> [INPUT ROWS]
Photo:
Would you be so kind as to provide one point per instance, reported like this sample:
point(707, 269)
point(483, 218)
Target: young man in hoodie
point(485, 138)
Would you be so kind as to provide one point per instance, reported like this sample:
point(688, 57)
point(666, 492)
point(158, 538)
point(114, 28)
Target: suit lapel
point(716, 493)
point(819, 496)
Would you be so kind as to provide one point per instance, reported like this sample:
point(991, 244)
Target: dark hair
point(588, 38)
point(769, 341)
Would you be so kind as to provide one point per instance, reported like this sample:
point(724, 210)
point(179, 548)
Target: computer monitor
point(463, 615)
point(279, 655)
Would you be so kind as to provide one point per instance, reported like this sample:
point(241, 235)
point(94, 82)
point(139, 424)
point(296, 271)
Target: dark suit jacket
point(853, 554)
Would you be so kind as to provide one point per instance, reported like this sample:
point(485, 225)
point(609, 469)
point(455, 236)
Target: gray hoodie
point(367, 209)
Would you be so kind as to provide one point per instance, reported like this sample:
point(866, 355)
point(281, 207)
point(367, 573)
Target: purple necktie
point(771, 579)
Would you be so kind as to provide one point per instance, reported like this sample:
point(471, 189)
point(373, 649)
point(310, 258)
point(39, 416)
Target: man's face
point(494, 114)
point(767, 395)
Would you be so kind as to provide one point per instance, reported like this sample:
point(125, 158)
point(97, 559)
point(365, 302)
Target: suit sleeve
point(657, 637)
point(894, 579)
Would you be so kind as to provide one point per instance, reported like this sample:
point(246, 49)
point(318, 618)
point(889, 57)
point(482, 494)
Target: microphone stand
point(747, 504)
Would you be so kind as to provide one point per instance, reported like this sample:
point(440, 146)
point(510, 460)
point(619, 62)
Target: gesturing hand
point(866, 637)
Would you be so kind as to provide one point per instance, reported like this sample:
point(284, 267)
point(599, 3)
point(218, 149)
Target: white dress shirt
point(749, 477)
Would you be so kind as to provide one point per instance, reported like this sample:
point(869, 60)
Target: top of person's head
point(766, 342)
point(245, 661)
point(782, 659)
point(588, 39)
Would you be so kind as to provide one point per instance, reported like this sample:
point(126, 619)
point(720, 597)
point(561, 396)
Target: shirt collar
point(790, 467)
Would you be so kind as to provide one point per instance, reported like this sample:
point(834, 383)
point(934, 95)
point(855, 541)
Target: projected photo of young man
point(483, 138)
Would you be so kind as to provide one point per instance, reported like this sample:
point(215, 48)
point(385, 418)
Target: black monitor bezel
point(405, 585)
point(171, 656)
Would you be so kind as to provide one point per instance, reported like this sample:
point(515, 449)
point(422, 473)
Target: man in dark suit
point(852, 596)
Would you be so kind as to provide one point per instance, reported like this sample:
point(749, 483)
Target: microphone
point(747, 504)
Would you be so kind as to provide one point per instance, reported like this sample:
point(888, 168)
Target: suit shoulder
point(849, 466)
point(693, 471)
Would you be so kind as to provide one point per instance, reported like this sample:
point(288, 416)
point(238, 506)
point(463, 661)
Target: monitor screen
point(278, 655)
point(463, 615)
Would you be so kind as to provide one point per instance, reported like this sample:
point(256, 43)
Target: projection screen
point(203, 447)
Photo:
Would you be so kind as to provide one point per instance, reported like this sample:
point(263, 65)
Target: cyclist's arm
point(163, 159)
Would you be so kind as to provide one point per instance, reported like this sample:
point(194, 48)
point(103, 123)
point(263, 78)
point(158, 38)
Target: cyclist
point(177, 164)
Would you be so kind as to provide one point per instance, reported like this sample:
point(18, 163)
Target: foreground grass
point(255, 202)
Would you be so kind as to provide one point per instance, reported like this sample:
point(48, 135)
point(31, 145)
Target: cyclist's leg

> [WHAT YOU WILL DO] Write out the complete set of records exactly as given.

> [RESPONSE TO THIS TASK]
Photo:
Would you be so kind as to provide one point per instance, reported like this sample:
point(707, 269)
point(483, 218)
Target: young man in hoodie
point(485, 138)
Would you be so kind as to provide one point per instance, reported like this sample:
point(688, 57)
point(666, 492)
point(158, 538)
point(114, 28)
Target: suit lapel
point(716, 493)
point(819, 496)
Would you be so kind as to provide one point per instance, reported like this sample:
point(991, 244)
Target: dark hair
point(588, 38)
point(769, 341)
Would you be so kind as to provide one point per instance, reported like this sample:
point(724, 210)
point(179, 548)
Target: computer monitor
point(463, 615)
point(279, 655)
Would you be so kind as to provide one point per instance, reported like this sample:
point(241, 235)
point(94, 82)
point(139, 424)
point(296, 271)
Target: dark suit jacket
point(853, 554)
Would you be so kind as to provide one point per instance, reported like this sample:
point(485, 225)
point(609, 469)
point(455, 236)
Target: gray hoodie
point(367, 209)
Would you be so kind as to provide one point per instance, reported like this sample:
point(866, 355)
point(281, 207)
point(367, 573)
Target: purple necktie
point(771, 579)
Would you be so kind as to provide one point per instance, reported like this sample:
point(471, 189)
point(373, 649)
point(310, 258)
point(39, 416)
Target: man's face
point(494, 114)
point(767, 395)
Would you be so kind as to provide one point per instance, reported like this sample:
point(125, 158)
point(97, 559)
point(365, 302)
Target: suit sleeve
point(657, 637)
point(894, 579)
Would you be so kind as to provide one point per instance, reported like this sample:
point(246, 49)
point(318, 618)
point(889, 57)
point(482, 494)
Target: microphone stand
point(747, 504)
Would you be so kind as to provide one point per instance, reported like this sample:
point(440, 146)
point(510, 460)
point(619, 62)
Target: gesturing hand
point(866, 637)
Would you be so kind as to provide one point per instance, reported like this sample:
point(284, 267)
point(599, 3)
point(218, 149)
Target: white dress shirt
point(749, 477)
Would you be so kind as to provide one point per instance, reported like this sample:
point(869, 60)
Target: top of person's head
point(766, 342)
point(245, 661)
point(782, 659)
point(588, 39)
Would you be so kind as to provide one point per instance, reported like this sample:
point(126, 619)
point(720, 597)
point(561, 396)
Target: shirt collar
point(790, 467)
Would you be so kind as to provide one point per instance, reported like this sample:
point(834, 383)
point(934, 95)
point(855, 541)
Target: projected photo of young man
point(483, 138)
Would you be so kind as to provide one point per instance, reported like this sample:
point(215, 48)
point(385, 418)
Target: black monitor bezel
point(405, 585)
point(171, 656)
Would you be so kind as to provide one point per instance, reported like this sample:
point(515, 449)
point(422, 473)
Target: man in dark suit
point(852, 596)
Would you be so kind as to provide one point per instance, reported like this sample:
point(749, 483)
Target: microphone
point(747, 504)
Would you be so kind as to provide one point per instance, reported like this sample:
point(888, 168)
Target: suit shoulder
point(849, 466)
point(693, 471)
Would you be so kind as to provide one point per instance, reported like this sample:
point(288, 416)
point(238, 506)
point(463, 661)
Target: monitor screen
point(278, 655)
point(463, 615)
Would you be so kind as to provide one point per instance, reported like this sample:
point(256, 43)
Target: projection screen
point(203, 447)
Photo:
Would you be so kind as to provide one point per instance, reported like this sample:
point(263, 65)
Target: cyclist's arm
point(163, 159)
Would you be so kind as to provide one point per instance, reported like this sample:
point(194, 48)
point(103, 123)
point(263, 78)
point(158, 38)
Target: cyclist
point(177, 164)
Would you be so kind as to provide one point per instance, reported like this sample:
point(18, 163)
Target: foreground grass
point(255, 202)
Would you be so kind as to provide one point per instance, reported like this sample:
point(48, 135)
point(31, 145)
Target: cyclist's leg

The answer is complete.